*** Opening of Stored data ***

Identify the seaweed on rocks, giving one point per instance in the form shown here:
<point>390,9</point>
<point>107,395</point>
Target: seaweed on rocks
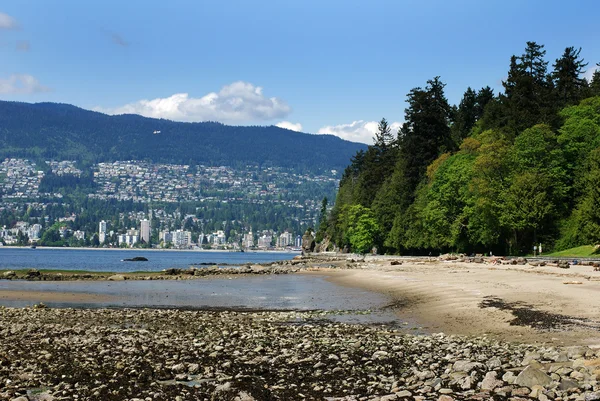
<point>527,315</point>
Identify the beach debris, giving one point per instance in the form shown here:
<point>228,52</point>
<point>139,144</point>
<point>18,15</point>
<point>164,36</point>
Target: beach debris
<point>177,354</point>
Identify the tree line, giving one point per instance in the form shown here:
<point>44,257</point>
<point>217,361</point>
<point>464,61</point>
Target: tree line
<point>496,173</point>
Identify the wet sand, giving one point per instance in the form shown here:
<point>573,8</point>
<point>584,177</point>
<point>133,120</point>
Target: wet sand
<point>514,303</point>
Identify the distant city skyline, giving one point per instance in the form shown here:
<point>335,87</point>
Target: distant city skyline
<point>334,67</point>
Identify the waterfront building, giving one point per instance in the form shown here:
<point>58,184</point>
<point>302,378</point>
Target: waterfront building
<point>145,230</point>
<point>182,239</point>
<point>248,240</point>
<point>102,231</point>
<point>265,241</point>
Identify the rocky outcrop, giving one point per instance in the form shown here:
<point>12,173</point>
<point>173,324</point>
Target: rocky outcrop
<point>136,259</point>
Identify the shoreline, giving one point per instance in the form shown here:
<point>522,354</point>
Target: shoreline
<point>552,353</point>
<point>521,303</point>
<point>514,303</point>
<point>144,249</point>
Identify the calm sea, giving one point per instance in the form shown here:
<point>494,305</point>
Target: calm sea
<point>111,260</point>
<point>278,292</point>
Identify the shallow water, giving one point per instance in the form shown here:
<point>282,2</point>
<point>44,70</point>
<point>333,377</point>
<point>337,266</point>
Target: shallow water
<point>111,260</point>
<point>278,292</point>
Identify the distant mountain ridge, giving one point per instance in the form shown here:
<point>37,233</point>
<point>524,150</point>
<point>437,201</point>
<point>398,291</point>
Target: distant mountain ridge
<point>65,132</point>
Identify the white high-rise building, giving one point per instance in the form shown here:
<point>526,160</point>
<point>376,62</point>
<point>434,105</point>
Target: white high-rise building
<point>285,239</point>
<point>248,240</point>
<point>102,231</point>
<point>182,239</point>
<point>145,230</point>
<point>265,241</point>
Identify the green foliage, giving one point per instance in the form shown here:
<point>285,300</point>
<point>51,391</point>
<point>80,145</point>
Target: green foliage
<point>64,132</point>
<point>362,229</point>
<point>493,174</point>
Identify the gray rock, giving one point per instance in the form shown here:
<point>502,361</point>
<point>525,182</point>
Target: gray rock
<point>490,381</point>
<point>509,377</point>
<point>531,376</point>
<point>566,384</point>
<point>244,396</point>
<point>466,366</point>
<point>494,363</point>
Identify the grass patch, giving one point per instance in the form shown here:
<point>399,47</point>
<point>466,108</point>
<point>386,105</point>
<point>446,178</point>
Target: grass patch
<point>579,252</point>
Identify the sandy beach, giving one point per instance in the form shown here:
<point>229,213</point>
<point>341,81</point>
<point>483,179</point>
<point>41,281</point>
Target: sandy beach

*** Close of Stored data ***

▶ Work instructions: After locating the line holding "Target: distant city skyline" above, output exactly that line and every line after it through the line holding "Identify the grass". Include nothing else.

▶ Answer box:
Target: distant city skyline
<point>334,67</point>
Identify the waterfront building, giving one point per instance in the form shown here:
<point>58,184</point>
<point>302,378</point>
Target: waterfront building
<point>145,230</point>
<point>182,239</point>
<point>248,240</point>
<point>102,231</point>
<point>265,241</point>
Identify the rocky outcrop, giving one point per instance in the form shown here:
<point>12,173</point>
<point>173,324</point>
Target: rocky outcrop
<point>136,259</point>
Identify the shoreline, giving one point per instance in the form shown here:
<point>522,354</point>
Target: shoreline
<point>552,353</point>
<point>521,303</point>
<point>514,303</point>
<point>144,249</point>
Identify the calm sea, giving one point per instance in the form shown here:
<point>494,305</point>
Target: calm sea
<point>111,260</point>
<point>278,292</point>
Identify the shallow water, giving one point per instance in the form shown here:
<point>282,2</point>
<point>44,70</point>
<point>333,377</point>
<point>337,266</point>
Target: shallow water
<point>111,260</point>
<point>278,292</point>
Identify the distant mountain ridge, giving one point per instance in the form shown here:
<point>37,233</point>
<point>524,150</point>
<point>437,201</point>
<point>398,291</point>
Target: distant mountain ridge
<point>65,132</point>
Identify the white high-rise building, giving one point per instance in the form shown here:
<point>526,160</point>
<point>376,62</point>
<point>434,105</point>
Target: white high-rise building
<point>285,239</point>
<point>248,240</point>
<point>102,231</point>
<point>182,239</point>
<point>145,230</point>
<point>265,241</point>
Identify the green foliage, giving one point per instance in the form shown here:
<point>285,300</point>
<point>51,391</point>
<point>80,145</point>
Target: green foliage
<point>64,132</point>
<point>362,229</point>
<point>493,174</point>
Identify the gray rock, giving one point per instance in the form shown here:
<point>502,361</point>
<point>525,182</point>
Target: gray rock
<point>490,381</point>
<point>509,377</point>
<point>531,376</point>
<point>566,384</point>
<point>244,396</point>
<point>466,366</point>
<point>494,363</point>
Identify the grass patch, giving one point per instance in the form shown here:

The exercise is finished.